■ **What you need to do**:
Write out, word for word, the part of the article on the U.S. job market between "The coronavirus pandemic's" and "to work remotely.", inclusive.

■ **Given passage**:

The coronavirus pandemic's grip on the U.S. job market notably loosened in March, two years after a state of emergency was declared, as the number of people homebound by COVID-19 concerns hit a new low and fewer people reported having to work remotely.
In all, the government's benchmark monthly nonfarm payrolls report out Friday showed that by several metrics - including the total number of unemployed dropping below 6 million and a 3.6% unemployment rate - the U.S. job market had all but recovered from the devastating hit delivered in the first two months of the pandemic when 22 million people were thrown out of work.
The main report and a supplemental survey illustrated the pandemic's rapidly waning restraint and dovetailed with recent health data showing the fewest new infections since July and hospitalizations over the last week averaging the lowest since the initial surge in March and April 2020.
"There are still challenges," Labor Secretary Marty Walsh said in an interview. But "you can almost feel the mood of the country changing."
Graphic: Prime-aged women in the workforce
A litany of data points painted an employment picture redolent of February 2020, then heralded as one of the strongest job markets of the post-World War Two era. Among them:
* The workforce participation rate of women aged 25-54, which has experienced an uneven recovery, jumped by the most since June 2020, seven-tenths of a percentage point. Now at 76.5%, it is just four-tenths of a point from where it was before the pandemic.
* The broadest measure of unemployment also capturing those marginally attached to the workforce or working part time for economic reasons fell to 6.9%, below February 2020's level and a fraction from a record low.
* Overall employment climbed to just 1% below its pre-pandemic level, but minority groups have more than fully recovered: Total employment among Blacks, Hispanics and Asians now surpasses February 2020 levels.
Graphic: Employment recovery by race
The report also showed the disease itself having its smallest impact on worker behavior since the pandemic began.

■ **Record excerpts**:
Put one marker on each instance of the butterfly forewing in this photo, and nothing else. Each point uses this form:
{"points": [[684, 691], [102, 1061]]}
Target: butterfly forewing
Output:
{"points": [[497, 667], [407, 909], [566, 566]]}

■ **Solution to the exercise**:
The coronavirus pandemic's grip on the U.S. job market notably loosened in March, two years after a state of emergency was declared, as the number of people homebound by COVID-19 concerns hit a new low and fewer people reported having to work remotely.